Assignment:
The answer should be every line below, retyped exactly.

### Data to process ###

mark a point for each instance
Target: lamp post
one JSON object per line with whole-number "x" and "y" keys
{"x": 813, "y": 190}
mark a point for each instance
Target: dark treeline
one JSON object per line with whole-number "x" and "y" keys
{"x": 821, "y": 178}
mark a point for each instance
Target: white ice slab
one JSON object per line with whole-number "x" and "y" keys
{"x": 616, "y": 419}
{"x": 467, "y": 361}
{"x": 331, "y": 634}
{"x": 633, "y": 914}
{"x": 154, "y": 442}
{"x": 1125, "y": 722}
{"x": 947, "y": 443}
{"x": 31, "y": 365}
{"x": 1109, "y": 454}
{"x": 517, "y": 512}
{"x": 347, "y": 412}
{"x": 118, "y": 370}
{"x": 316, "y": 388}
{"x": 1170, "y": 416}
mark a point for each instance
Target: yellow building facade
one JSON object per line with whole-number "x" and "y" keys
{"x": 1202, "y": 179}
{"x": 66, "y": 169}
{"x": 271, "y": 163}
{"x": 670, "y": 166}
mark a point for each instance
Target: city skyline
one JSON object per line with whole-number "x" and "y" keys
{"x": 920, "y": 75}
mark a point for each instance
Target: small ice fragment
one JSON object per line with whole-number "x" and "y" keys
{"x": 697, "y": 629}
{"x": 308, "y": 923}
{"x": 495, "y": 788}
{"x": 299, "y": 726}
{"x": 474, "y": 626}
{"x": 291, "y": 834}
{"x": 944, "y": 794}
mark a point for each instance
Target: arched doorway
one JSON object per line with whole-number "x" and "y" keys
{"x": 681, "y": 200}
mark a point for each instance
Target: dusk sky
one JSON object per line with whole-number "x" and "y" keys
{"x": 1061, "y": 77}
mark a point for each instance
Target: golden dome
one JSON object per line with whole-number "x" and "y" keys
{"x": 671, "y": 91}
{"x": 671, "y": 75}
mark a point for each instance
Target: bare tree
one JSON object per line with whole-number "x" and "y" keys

###

Task result:
mark a point for each instance
Target: lamp post
one JSON object per line with whole-number "x" and "y" keys
{"x": 813, "y": 190}
mark a point for each instance
Target: dark treeline
one JSON object per line with whole-number "x" and "y" keys
{"x": 821, "y": 178}
mark a point for each instance
Target: white ice slab
one JSON object per line with whole-number "x" and "y" keys
{"x": 616, "y": 419}
{"x": 467, "y": 361}
{"x": 331, "y": 634}
{"x": 633, "y": 914}
{"x": 154, "y": 442}
{"x": 1125, "y": 722}
{"x": 947, "y": 443}
{"x": 31, "y": 365}
{"x": 1109, "y": 454}
{"x": 517, "y": 512}
{"x": 347, "y": 412}
{"x": 118, "y": 370}
{"x": 316, "y": 388}
{"x": 1170, "y": 416}
mark a point for each instance
Target: yellow building facade
one JSON object per line with whole-number "x" and "y" keys
{"x": 1202, "y": 179}
{"x": 66, "y": 169}
{"x": 271, "y": 163}
{"x": 670, "y": 166}
mark a point for each instance
Target: city skyline
one JSON object per line with whole-number "x" and "y" keys
{"x": 920, "y": 75}
mark a point for each instance
Target: small ice fragment
one JSON object per line with whole-number "x" and "y" keys
{"x": 697, "y": 629}
{"x": 308, "y": 923}
{"x": 495, "y": 788}
{"x": 299, "y": 726}
{"x": 474, "y": 626}
{"x": 291, "y": 834}
{"x": 944, "y": 794}
mark a point for each instance
Target: arched doorway
one JSON object per line with whole-number "x" and "y" keys
{"x": 681, "y": 200}
mark a point for each instance
Target: dusk sky
one JSON object per line with whole-number "x" and "y" keys
{"x": 1061, "y": 77}
mark a point for each instance
Target: golden dome
one JSON object per line with whole-number "x" and "y" keys
{"x": 671, "y": 91}
{"x": 671, "y": 75}
mark a point for each instance
Target: bare tree
one JSON object per line with whole-number "x" and "y" keys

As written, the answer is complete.